Task item:
Output the data in full and exactly as presented.

(Recorded data)
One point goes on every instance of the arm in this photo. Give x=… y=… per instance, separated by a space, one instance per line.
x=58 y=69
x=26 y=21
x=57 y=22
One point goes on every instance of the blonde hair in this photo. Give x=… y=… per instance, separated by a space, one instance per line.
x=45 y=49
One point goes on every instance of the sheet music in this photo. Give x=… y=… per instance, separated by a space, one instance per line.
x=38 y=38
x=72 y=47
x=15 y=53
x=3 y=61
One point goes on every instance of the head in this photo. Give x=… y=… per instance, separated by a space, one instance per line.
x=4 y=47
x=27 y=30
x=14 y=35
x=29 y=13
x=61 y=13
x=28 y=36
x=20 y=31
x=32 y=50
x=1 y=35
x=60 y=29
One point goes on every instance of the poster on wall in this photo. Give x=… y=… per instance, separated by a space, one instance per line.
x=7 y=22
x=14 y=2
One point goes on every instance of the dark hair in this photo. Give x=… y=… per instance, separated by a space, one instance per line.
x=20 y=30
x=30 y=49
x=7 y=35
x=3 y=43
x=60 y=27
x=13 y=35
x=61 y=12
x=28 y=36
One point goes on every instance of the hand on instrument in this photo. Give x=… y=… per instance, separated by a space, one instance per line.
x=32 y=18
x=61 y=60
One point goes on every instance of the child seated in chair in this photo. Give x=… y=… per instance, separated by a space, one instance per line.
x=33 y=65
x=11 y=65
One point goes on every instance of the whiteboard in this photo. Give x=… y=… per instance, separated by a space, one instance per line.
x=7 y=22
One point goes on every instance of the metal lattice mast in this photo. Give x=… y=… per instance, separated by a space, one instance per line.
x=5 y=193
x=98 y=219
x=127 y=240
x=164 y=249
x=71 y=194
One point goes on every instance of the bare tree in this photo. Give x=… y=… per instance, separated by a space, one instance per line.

Result of the exercise:
One point goes on every instance of the arm in this photo. Give x=… y=… per instance, separated by a space, one instance per line.
x=58 y=69
x=26 y=21
x=57 y=22
One point goes on every instance of the blonde hair in this photo. Give x=… y=… per instance, separated by a space, one instance per line.
x=45 y=49
One point goes on every instance of the sheet music in this photo. Give x=… y=… per instance, separated by a space, one instance per line.
x=38 y=38
x=72 y=47
x=15 y=53
x=3 y=61
One point goes on every instance of the head in this photo. Give x=… y=… per instance, separated by a space, one instance per line.
x=4 y=47
x=27 y=30
x=14 y=35
x=29 y=13
x=61 y=13
x=28 y=36
x=20 y=31
x=32 y=50
x=1 y=35
x=60 y=29
One point goes on every instance of the poster on wall in this photo. Give x=… y=… per instance, separated by a space, one instance per line.
x=7 y=22
x=14 y=2
One point goes on every instance of the dark hair in this photo. Give x=… y=… per instance, separated by a space, one instance per line.
x=20 y=30
x=30 y=49
x=7 y=35
x=3 y=43
x=60 y=27
x=13 y=35
x=61 y=12
x=28 y=36
One point goes on every instance of the hand on instrument in this photo. Give x=… y=… per instance, separated by a space, one instance per line.
x=32 y=18
x=61 y=60
One point goes on every instance of the child seated in chair in this photo. Give x=… y=… per instance, separated by a space, one instance per line.
x=33 y=65
x=11 y=65
One point goes on every instance of the whiteboard in this photo. Give x=… y=… per instance, separated by a space, one instance per line.
x=7 y=22
One point goes on every instance of the metal lattice mast in this photo. Give x=… y=… per instance, separated by a space, one instance per line.
x=5 y=193
x=98 y=219
x=127 y=240
x=164 y=249
x=71 y=194
One point goes on every instance of the bare tree in this photo. Give x=… y=… per instance, separated by a space, one instance per line.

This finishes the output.